→ **What is required**: Please reproduce the listing below word for word, starting with the line that contains "Examine the photograph above and mark every dense" and ending after its last line, both included.

· · · ·

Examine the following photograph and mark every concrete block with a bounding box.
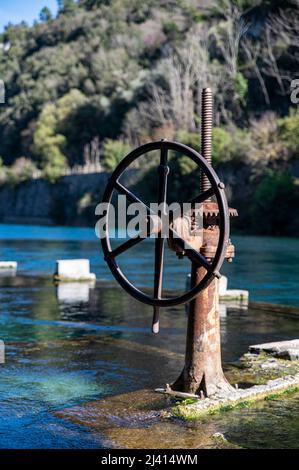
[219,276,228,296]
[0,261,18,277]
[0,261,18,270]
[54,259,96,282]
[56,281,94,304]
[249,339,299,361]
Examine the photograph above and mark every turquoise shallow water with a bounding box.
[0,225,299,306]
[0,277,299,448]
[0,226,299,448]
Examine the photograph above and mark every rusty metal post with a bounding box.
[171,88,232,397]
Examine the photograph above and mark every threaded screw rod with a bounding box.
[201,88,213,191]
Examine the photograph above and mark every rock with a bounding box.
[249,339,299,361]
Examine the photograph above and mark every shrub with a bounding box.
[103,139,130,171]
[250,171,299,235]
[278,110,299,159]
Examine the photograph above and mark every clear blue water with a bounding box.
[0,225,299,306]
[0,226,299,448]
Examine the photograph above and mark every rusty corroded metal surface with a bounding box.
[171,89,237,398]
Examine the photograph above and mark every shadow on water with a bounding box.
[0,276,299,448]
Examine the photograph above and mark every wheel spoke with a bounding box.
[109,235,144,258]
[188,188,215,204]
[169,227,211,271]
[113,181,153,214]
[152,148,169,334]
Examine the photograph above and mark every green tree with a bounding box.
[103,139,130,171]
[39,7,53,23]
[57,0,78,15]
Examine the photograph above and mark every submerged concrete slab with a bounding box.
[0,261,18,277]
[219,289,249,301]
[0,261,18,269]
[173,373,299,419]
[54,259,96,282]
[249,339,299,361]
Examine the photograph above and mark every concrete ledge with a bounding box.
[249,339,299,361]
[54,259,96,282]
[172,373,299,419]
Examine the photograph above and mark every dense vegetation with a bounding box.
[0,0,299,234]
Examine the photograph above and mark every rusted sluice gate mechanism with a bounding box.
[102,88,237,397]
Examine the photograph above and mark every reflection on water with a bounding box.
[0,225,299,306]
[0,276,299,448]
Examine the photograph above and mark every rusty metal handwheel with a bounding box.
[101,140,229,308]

· · · ·

→ **Result of the exercise**:
Examine the photograph above and mark every dense vegetation with a bounding box.
[0,0,299,234]
Examine the photograph above and mark every rusted sluice gate mechanism with a bounding box.
[102,88,237,397]
Examine the photograph above and mark every reflection on water with a bounding box.
[0,225,299,306]
[0,276,299,448]
Examine the photograph above and mark every rusty metal handwheel with a bounding box.
[101,140,229,308]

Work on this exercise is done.